DOCUMENT EXCERPT

In a way, the disabled, chronically ill, and elderly became a forgotten demographic, willing to be overlooked in order to reduce fear of the virus’s severity.

    When I was finally released from the hospital the isolation was suffocating. For many in my situation, there was a feeling of confinement to our homes and endless quarantine. Many people were refusing to wear masks and even to this day many have gone on to decide for themselves that the pandemic is over and take no precautions. The world became like a battle ground for someone like me, navigating new chronic illness and disability. I was surprised by the lack of empathy. Before 2020 I had been in perfect health all my life. I would never have foreseen a future like this for me and yet anyone can develop or sustain a disability at any time. It is the only minority you can suddenly join, and I am not the only person whom this has happened to. Anyone could be affected and yet it seemed as though very few people cared.

     The fear was consuming and lonely. Yet as I sat together with my family, my dad said to me what he often does. Family is forever. In the dark, in the uncertainty and pain, when the fear closes in and nothing is for sure, family remains. I realized that although I was isolated by the pandemic, diagnoses, and illnesses that afflicted me, I was not truly alone.

 


     Because I was so unwell, I had been forced to resign from my job as a part time teacher and tutor. Despite this, I continued my community college classes from the hospital and my bed. When my Associates of Arts Degree was sent to me in the mail, I held it in my hands like a badge of honor. It was proof that fear didn’t own me, proof that I was strong and resilient. It ignited a tiny ember of hope in my chest that told me that I couldn’t give up yet. I had to see my goals through. And so, with the key that my AA degree provided, I began the process of transferring into the 2021 UCF Fall semester. Because of the pandemic, it was a difficult process and it felt like a miracle when everything was finalized.

     I was officially a student at the University of Central Florida. The college my father was an alumnus of, and my brother was a senior at, my hometown university I’d wanted to attend for years. It didn’t matter that I still had serious hurdles to jump over regarding my health, that I was still sick, or that in some ways I was still afraid. The hardest part was behind me. This fear I could learn to live with, the fear of something new, because it meant that I was moving forward again, that I was living and reaching toward my goals, one step at a time.

     During the darkest times my family pulled me out of the depths. They held me up and never complained about the extra weight. Slowly but surely international restrictions were lifted, and my family was able to travel between Italy and the United States again. COVID was still in the air, but I felt as though I could breathe again.

MATERIAL SHOWN
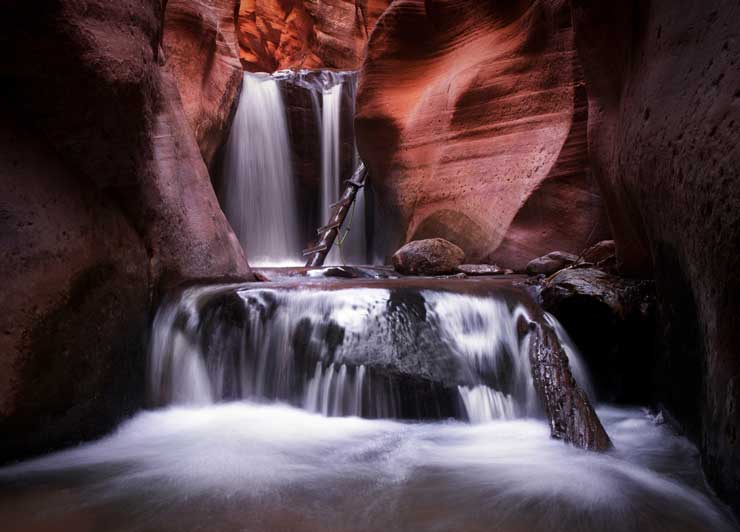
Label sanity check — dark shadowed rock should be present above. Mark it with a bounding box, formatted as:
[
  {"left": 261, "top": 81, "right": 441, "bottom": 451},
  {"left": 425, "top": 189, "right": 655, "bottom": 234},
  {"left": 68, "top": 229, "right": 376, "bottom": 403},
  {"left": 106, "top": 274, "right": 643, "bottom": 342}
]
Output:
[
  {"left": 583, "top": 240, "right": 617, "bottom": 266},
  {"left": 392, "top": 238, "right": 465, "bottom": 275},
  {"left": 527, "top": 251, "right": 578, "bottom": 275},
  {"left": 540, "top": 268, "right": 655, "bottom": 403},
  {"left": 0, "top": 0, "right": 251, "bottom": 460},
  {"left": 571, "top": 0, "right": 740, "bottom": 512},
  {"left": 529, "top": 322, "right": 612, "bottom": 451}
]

...

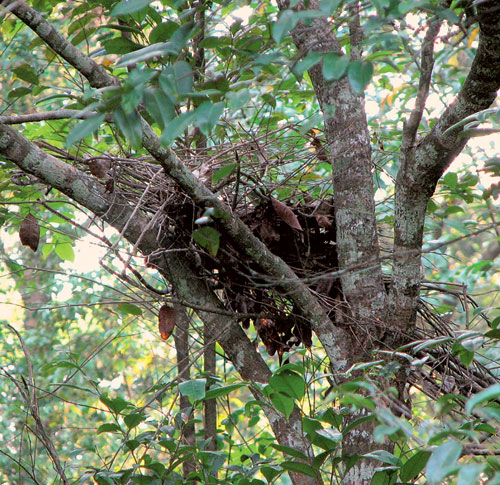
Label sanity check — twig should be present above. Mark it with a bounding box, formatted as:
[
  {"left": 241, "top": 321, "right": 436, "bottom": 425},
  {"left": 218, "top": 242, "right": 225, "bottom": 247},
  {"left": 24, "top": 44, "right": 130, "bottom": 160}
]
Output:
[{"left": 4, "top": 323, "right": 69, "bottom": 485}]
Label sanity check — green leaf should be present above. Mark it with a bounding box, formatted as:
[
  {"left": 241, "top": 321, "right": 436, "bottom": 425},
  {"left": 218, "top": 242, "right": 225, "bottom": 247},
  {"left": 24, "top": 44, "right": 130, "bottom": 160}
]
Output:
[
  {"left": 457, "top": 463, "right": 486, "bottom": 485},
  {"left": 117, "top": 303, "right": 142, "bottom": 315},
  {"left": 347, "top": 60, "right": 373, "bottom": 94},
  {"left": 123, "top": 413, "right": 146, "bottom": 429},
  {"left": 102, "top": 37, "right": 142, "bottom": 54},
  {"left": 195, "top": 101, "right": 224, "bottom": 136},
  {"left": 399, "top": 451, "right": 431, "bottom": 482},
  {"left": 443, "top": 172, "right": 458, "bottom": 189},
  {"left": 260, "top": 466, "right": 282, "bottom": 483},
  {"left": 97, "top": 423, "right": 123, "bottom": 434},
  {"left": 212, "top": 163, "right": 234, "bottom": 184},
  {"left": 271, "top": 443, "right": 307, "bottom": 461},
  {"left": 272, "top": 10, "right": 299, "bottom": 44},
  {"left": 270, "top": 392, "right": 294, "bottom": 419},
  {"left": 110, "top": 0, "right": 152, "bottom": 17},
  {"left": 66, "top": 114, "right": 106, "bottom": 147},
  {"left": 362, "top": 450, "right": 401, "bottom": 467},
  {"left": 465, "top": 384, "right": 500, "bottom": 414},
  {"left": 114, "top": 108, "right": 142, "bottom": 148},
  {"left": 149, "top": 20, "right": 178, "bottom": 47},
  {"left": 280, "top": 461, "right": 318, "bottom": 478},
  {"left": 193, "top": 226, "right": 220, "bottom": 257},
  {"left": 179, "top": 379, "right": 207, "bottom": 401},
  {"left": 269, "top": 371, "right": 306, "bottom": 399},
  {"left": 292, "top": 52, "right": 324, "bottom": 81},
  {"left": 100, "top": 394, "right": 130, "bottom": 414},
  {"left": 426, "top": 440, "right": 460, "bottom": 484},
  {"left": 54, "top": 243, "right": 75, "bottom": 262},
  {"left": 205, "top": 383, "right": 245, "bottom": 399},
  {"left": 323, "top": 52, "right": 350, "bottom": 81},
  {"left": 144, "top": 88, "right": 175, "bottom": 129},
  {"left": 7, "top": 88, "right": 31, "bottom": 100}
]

EXERCISE 1
In the pandemic essay, which semester did the writer begin transferring into?
EXERCISE 2
Translate this sentence from the pandemic essay into Spanish: "Before 2020 I had been in perfect health all my life."

RESPONSE BOX 1
The 2021 UCF Fall semester.

RESPONSE BOX 2
Antes de 2020 había gozado de una salud perfecta toda mi vida.